● **YOUR ASSIGNMENT**
Exactly reproduce each of the entries shown below.

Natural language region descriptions

######

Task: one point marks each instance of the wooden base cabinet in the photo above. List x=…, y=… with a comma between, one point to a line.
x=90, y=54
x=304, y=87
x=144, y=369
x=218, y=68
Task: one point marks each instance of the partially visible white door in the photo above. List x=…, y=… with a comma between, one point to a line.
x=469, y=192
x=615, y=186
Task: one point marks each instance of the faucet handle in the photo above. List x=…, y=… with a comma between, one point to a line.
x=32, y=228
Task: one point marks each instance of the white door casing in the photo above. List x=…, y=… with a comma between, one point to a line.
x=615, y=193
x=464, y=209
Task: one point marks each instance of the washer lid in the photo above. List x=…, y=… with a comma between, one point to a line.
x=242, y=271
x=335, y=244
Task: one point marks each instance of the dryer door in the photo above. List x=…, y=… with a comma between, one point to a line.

######

● **TASK OUTPUT**
Task: one point marks each instance of the wooden base cabinet in the photo above. List x=…, y=… with a comma between, one point to a line.
x=90, y=54
x=304, y=87
x=144, y=369
x=218, y=68
Task: one point marks each instance of the partially visible white door in the photo above. List x=…, y=… with a comma between, one point to a line.
x=469, y=192
x=615, y=186
Task: one point marks each instance of the faucet handle in the photo above. List x=…, y=… with a comma between, one point to a line.
x=32, y=228
Task: one point marks each instance of the white door casing in the photo above. List x=…, y=… with a comma between, one point to a line.
x=615, y=193
x=464, y=209
Task: one point marks each instance of the washer lid in the photo above. List x=…, y=… with a comma between, one point to a line.
x=242, y=271
x=335, y=244
Task: one point marks each instance of the dryer door in the photo above. List x=…, y=… with a comma between, one point to a line.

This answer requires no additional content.